* What the task asks *
State the number of lines in the material below that contain the word "black", without any other text.

= Beginning of Section =

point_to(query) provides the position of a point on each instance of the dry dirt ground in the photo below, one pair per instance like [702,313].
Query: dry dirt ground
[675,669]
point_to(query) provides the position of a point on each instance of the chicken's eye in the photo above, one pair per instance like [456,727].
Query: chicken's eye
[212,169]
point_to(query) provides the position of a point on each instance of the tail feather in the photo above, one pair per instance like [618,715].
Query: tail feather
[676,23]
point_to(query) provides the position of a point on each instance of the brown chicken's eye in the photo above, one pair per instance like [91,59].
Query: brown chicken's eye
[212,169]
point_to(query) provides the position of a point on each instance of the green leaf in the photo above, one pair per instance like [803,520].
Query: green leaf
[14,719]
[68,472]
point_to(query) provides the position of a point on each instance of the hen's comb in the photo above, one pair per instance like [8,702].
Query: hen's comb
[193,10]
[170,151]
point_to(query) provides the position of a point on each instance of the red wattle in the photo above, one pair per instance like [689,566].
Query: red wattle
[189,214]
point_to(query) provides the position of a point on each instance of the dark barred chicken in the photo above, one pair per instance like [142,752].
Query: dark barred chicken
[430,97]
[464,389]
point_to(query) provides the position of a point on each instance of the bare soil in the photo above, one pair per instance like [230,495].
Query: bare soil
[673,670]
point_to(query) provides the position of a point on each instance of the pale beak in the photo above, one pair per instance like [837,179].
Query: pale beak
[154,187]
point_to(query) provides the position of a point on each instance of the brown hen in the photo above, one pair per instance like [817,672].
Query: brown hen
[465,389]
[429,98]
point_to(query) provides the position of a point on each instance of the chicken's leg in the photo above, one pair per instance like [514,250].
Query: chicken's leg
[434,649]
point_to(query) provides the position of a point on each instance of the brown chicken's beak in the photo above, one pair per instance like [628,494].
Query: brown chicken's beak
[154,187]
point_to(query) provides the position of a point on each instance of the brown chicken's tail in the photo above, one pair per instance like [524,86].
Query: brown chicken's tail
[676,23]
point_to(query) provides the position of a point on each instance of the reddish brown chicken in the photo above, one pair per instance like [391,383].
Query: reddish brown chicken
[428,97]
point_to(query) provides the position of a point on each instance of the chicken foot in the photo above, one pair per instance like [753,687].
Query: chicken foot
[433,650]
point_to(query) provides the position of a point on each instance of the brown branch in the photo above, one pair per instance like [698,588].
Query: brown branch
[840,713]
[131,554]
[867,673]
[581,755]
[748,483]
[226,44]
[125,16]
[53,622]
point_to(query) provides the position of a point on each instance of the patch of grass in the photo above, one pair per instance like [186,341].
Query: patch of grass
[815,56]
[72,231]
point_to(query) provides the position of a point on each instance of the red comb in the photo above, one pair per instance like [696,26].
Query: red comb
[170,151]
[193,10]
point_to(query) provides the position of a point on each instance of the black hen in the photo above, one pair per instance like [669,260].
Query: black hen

= End of Section =

* Response area *
2